• _WHAT TO DO_
Starting from the first line below, copy the whole listing exactly.

• _DATA EXCERPTS_

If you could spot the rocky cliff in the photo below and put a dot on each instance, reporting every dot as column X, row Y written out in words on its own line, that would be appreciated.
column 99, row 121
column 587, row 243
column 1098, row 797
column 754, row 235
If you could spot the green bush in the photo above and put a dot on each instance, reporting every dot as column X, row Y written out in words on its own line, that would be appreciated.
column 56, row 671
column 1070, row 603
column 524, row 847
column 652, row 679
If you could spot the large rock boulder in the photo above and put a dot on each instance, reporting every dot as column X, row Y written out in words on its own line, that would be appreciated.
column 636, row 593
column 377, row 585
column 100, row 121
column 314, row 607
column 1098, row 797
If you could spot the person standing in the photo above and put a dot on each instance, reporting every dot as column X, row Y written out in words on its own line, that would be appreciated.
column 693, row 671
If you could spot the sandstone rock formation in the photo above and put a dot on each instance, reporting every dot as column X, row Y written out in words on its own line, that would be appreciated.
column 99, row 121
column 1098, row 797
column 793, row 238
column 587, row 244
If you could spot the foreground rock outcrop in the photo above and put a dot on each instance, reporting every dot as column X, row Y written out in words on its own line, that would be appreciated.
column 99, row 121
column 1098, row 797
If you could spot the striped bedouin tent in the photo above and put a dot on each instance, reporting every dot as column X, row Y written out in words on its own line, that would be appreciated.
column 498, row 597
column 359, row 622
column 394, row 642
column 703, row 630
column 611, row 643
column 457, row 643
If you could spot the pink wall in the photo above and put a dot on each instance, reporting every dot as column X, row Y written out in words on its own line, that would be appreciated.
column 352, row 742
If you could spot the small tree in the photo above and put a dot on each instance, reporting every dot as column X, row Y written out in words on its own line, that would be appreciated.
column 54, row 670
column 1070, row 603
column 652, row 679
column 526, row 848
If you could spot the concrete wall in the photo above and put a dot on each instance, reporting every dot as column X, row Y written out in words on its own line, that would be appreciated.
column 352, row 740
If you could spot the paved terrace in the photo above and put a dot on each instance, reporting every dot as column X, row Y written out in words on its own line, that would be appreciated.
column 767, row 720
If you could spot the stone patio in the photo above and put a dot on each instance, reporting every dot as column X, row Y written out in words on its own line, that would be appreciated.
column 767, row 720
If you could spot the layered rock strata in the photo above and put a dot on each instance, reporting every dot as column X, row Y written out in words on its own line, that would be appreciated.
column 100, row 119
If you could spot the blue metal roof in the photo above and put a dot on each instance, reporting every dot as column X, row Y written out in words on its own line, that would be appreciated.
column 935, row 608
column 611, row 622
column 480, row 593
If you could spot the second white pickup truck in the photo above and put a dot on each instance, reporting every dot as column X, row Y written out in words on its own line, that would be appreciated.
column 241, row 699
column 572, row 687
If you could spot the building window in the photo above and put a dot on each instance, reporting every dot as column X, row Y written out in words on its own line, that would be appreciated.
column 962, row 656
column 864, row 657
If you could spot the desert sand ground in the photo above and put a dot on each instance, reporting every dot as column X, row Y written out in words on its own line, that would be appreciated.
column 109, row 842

• _EXERCISE RESULT_
If you could spot the rocky cliff in the photo below and put a dot on each instance, reporting every dot as column X, row Y written out in words on its own line, that would be appreciated.
column 99, row 121
column 587, row 243
column 1098, row 797
column 754, row 235
If you could spot the green bush in the photo above and put a dot on each instance, reporting every dot as column X, row Y written out in words on its own line, that would be appreciated.
column 56, row 671
column 1070, row 603
column 524, row 847
column 652, row 679
If you could spot the large rock boulder in the photo above and put a dot on each instance, reporting every dot as column X, row Y written out in words on its own line, that would be appreciated.
column 636, row 593
column 377, row 585
column 100, row 121
column 314, row 607
column 1098, row 797
If you could spot the person standing in the photo above and put a dot on each instance, reporting every dot as column X, row Y written out in words on its own line, that would be appreciated.
column 693, row 671
If you could spot the sandstone rock formation in the photo above and put a dot on each instance, reporting every dot as column X, row Y written out in words on its own line, that would be appreciated.
column 99, row 121
column 1098, row 797
column 793, row 238
column 587, row 244
If you could spot the foreground rock outcrop in the photo above and put a dot on each instance, reporting every dot as column X, row Y written out in words on its own line, that would be appreciated.
column 99, row 121
column 1098, row 797
If you could spot the striped bedouin tent in the photo above and put a dot on each instance, reporting every dot as column X, row Y written out in words on its own line, that would be appreciated.
column 498, row 597
column 359, row 622
column 394, row 642
column 703, row 630
column 611, row 643
column 457, row 643
If you could spot the pink wall in the photo above and put a dot on each instance, reporting every dot as column X, row Y written out in words on its own line, that would be appreciated.
column 352, row 742
If you could spot the small tree in the photo above and put a dot on each instance, reporting every dot as column X, row Y written out in words on its own line, that would be appreciated.
column 54, row 670
column 1070, row 603
column 652, row 679
column 526, row 848
If you could spot the concrete wall in the photo above and put a dot on each instance, reporting every dot as column X, row Y written out in words on its own line, that would be appreciated.
column 352, row 740
If you could spot the paved terrace in the photo above and put a dot on each instance, reporting every dot as column X, row Y written out in words on its own line, that would be appreciated.
column 767, row 720
If you could spot the stone patio in the photo above and put a dot on each instance, reporting every dot as column X, row Y written out in words on its own line, that would be appreciated.
column 767, row 720
If you could spot the layered rock strata in the photo above and put a dot on each instance, reporting every dot as column X, row Y written out in words on its own line, that would be appreciated.
column 100, row 119
If you could spot the blue metal roof in the photo above and put a dot on each instance, reporting every dot as column X, row Y written out in words on its own line, that would be appreciated.
column 935, row 608
column 611, row 622
column 480, row 593
If you could spot the second white pickup truck in the photo above and put a dot on each instance, reporting every dot as column X, row Y written out in words on its own line, that would be appreciated.
column 241, row 699
column 572, row 687
If you could spot the building window in the photo above and put a dot on each instance, reporting every dot as column X, row Y written out in words on its own line, that would be appreciated.
column 962, row 656
column 864, row 657
If you could spot the desert sand ground in the photo above and put a dot on each instance, reporting every dot as column X, row Y written out in words on its own line, that would be appreciated.
column 109, row 842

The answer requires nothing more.